## SECTION DE TEXTE
---*---

Il faudrait en effet une loi de programmation pluriannuelle, mais aussi le quinquennat d'un garde des sceaux pour mettre en oeuvre toutes ces propositions... Au reste, l'actuel s'y est déjà employé, notamment en renforçant les recrutements de magistrats, ce dont nous nous félicitons. Nous appelons également de nos voeux - depuis longtemps - l'inscription dans la Constitution de l'indépendance du parquet, comme le propose le rapport.

L'essentiel des propositions va dans le bon sens, comme l'effort soutenu de recrutement de magistrats et de personnel des greffes, ou la meilleure prise en compte des possibilités que le numérique et la dématérialisation des procédures peuvent apporter à la justice. Nous avons longuement évoqué avec Mme Taubira, dans le cadre du projet de loi sur la justice du XXIe siècle, le service d'accueil unique du justiciable : celui-ci ne pourra en effet fonctionner qu'avec une infrastructure informatique opérationnelle, ce qui nécessitera d'importants efforts financiers, humains et techniques. Il y a de gros efforts à faire sur l'informatique.

---*---

## DONNÉES ENREGISTRÉES
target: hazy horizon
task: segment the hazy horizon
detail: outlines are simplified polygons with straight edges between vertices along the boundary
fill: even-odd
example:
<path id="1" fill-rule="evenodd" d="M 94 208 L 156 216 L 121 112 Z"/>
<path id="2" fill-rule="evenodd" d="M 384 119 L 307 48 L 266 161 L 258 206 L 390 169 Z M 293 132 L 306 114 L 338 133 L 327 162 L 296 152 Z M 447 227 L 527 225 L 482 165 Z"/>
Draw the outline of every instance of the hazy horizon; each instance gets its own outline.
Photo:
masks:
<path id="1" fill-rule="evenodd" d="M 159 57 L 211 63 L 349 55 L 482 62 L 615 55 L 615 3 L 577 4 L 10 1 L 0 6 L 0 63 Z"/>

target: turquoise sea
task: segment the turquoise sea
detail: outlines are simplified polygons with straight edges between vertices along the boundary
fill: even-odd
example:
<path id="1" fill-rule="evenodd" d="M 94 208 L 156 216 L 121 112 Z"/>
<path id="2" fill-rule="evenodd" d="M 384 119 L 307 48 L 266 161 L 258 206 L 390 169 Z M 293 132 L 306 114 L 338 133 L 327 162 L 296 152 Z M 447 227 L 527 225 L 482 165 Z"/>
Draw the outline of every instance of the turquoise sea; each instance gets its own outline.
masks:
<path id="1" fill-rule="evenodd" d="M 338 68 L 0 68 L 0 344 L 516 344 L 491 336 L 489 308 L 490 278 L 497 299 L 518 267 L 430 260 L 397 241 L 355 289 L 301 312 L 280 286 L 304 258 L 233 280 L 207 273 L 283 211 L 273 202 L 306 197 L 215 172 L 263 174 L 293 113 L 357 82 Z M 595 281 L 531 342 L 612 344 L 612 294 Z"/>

---*---

## ÉNONCÉ DU PROBLÈME
D'après la section de texte sur la justice, de quoi le service d'accueil unique du justiciable a-t-il besoin pour fonctionner ? Les enregistrements n'interviennent pas ici.

## RÉPONSE RÉDIGÉE
D'une infrastructure informatique opérationnelle.